Stored data entries:

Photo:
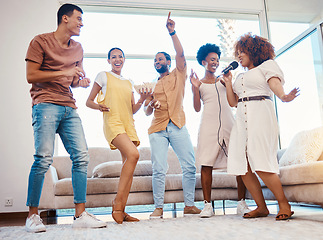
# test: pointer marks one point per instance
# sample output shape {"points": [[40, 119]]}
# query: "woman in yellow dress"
{"points": [[116, 101]]}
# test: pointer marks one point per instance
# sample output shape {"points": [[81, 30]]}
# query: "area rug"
{"points": [[193, 227]]}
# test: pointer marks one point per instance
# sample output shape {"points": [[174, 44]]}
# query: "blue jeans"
{"points": [[47, 120], [180, 141]]}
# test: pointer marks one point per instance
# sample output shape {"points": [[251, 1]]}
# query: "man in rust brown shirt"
{"points": [[54, 64], [168, 127]]}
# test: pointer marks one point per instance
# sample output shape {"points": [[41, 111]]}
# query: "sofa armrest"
{"points": [[48, 195]]}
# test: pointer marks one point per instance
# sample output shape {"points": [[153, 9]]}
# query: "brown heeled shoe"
{"points": [[117, 212], [128, 218]]}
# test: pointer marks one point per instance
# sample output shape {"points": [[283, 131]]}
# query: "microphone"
{"points": [[232, 66]]}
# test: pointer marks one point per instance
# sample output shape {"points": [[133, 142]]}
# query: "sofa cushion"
{"points": [[306, 146], [113, 169], [306, 173]]}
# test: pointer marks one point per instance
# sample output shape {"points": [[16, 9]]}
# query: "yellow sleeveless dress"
{"points": [[120, 117]]}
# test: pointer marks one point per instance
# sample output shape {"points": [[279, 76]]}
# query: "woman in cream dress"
{"points": [[215, 127], [116, 101], [254, 136]]}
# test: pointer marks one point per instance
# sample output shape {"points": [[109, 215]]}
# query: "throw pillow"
{"points": [[113, 169], [306, 146]]}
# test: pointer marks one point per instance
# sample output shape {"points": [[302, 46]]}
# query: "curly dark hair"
{"points": [[115, 48], [205, 50], [258, 49]]}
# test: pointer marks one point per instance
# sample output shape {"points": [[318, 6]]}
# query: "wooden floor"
{"points": [[310, 212]]}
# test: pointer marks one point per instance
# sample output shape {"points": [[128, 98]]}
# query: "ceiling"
{"points": [[309, 11], [305, 11]]}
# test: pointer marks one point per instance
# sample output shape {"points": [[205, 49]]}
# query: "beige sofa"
{"points": [[301, 182]]}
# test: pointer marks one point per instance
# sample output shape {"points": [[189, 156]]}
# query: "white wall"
{"points": [[20, 22]]}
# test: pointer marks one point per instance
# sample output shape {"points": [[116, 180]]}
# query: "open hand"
{"points": [[154, 104], [227, 78], [145, 93], [170, 24], [291, 96], [103, 108], [84, 82]]}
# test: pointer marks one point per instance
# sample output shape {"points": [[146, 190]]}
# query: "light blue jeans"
{"points": [[180, 141], [47, 120]]}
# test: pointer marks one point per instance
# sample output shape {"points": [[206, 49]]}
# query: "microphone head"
{"points": [[234, 65]]}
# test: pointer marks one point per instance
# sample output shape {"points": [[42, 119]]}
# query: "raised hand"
{"points": [[194, 79], [291, 96], [170, 24], [154, 103]]}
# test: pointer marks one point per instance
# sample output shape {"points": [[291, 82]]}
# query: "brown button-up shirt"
{"points": [[169, 91]]}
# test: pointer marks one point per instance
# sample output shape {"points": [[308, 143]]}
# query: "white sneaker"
{"points": [[88, 220], [207, 210], [35, 224], [242, 207]]}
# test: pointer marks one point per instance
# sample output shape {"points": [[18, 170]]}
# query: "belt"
{"points": [[254, 98]]}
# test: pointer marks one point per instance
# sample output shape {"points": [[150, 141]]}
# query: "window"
{"points": [[302, 66], [141, 36]]}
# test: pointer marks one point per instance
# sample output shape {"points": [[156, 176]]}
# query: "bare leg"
{"points": [[253, 185], [206, 181], [241, 188], [130, 156], [79, 208], [33, 210], [130, 153]]}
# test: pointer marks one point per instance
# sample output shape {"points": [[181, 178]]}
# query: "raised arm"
{"points": [[277, 88], [180, 58], [196, 91]]}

Problem details:
Copy every record above exactly, leaving out the pictures.

Response area:
Photo:
# test: pointer marks one point per instance
# sample output shape {"points": [[40, 119]]}
# query: "woman in yellow dress"
{"points": [[116, 101]]}
# test: pointer marks one point per instance
# sample output shape {"points": [[81, 30]]}
# query: "area rug"
{"points": [[193, 227]]}
# test: pointer marks one point per instance
# sample output shape {"points": [[174, 44]]}
# query: "blue jeans"
{"points": [[47, 120], [180, 141]]}
# test: pointer marks one point per instance
# sample output shape {"points": [[251, 1]]}
# query: "man in rust brown shirt"
{"points": [[54, 64], [168, 127]]}
# test: pointer marks one point per instance
# sample output shape {"points": [[41, 111]]}
# query: "sofa armrest"
{"points": [[48, 195]]}
# test: pointer marks one point per instance
# sample output shape {"points": [[153, 9]]}
# query: "brown heeled shoe"
{"points": [[117, 212], [128, 218]]}
# test: pointer marks one point per instance
# sample output shape {"points": [[283, 131]]}
# query: "microphone"
{"points": [[232, 66]]}
# test: pointer marks one point per instance
# sample output shape {"points": [[133, 142]]}
# query: "sofa cushion"
{"points": [[306, 146], [113, 169], [306, 173]]}
# test: pointer marks one point per instance
# sample output shape {"points": [[16, 9]]}
# query: "yellow sleeveless dress"
{"points": [[120, 117]]}
# test: pointer marks one point per instance
# sample output shape {"points": [[279, 76]]}
# query: "woman in cream dress"
{"points": [[215, 127], [116, 101], [254, 136]]}
# test: pointer marks one point per instance
# sample output shape {"points": [[109, 215]]}
# query: "throw pillow"
{"points": [[113, 169], [306, 146]]}
# test: pointer marks one point per instance
# sample output shape {"points": [[302, 46]]}
# query: "curly dark hair"
{"points": [[115, 48], [205, 50], [258, 49]]}
# test: pointer marks one point per instance
# sample output shape {"points": [[318, 6]]}
# query: "wooden floor"
{"points": [[310, 212]]}
# test: pointer marks one point per instance
# sample output shape {"points": [[128, 98]]}
# query: "ceiling"
{"points": [[309, 11], [305, 11]]}
# test: pointer marks one point per instance
# sample output shape {"points": [[205, 49]]}
# query: "beige sofa"
{"points": [[301, 182]]}
# test: pointer marks one point per instance
# sample output shape {"points": [[189, 156]]}
# query: "white wall"
{"points": [[20, 22]]}
# test: pointer marks one point per instance
# sample output shape {"points": [[116, 180]]}
# query: "open hand"
{"points": [[154, 104], [227, 78], [145, 93], [170, 24], [291, 96], [103, 108], [84, 82]]}
# test: pointer marks one point per instance
# sample output shape {"points": [[146, 190]]}
# query: "light blue jeans"
{"points": [[180, 141], [47, 120]]}
# test: pointer marks one point per instance
# sample output shape {"points": [[206, 49]]}
# query: "microphone head"
{"points": [[234, 65]]}
# test: pointer marks one point per instance
# sample output shape {"points": [[42, 119]]}
# query: "raised hand"
{"points": [[194, 79], [291, 96], [170, 24], [154, 103]]}
# test: pointer marks one point per instance
# sample output shape {"points": [[291, 82]]}
# query: "brown button-up shirt"
{"points": [[169, 91]]}
# test: pointer marks one point per instance
# sample output shape {"points": [[308, 143]]}
# query: "white sneaker"
{"points": [[88, 220], [207, 210], [35, 224], [242, 207]]}
# test: pointer marks one point per instance
# sample output shape {"points": [[18, 170]]}
# query: "belt"
{"points": [[254, 98]]}
# test: pointer marks one point per instance
# sample output shape {"points": [[150, 141]]}
# query: "window"
{"points": [[302, 66], [141, 36]]}
# test: pointer marks one point per instance
# sample output shape {"points": [[156, 176]]}
# query: "bare leg"
{"points": [[253, 185], [206, 181], [241, 188], [130, 156], [79, 208], [33, 210], [130, 153]]}
# test: pointer marks one point per instance
# sample output shape {"points": [[181, 178]]}
# query: "raised arm"
{"points": [[277, 88], [180, 58], [196, 91]]}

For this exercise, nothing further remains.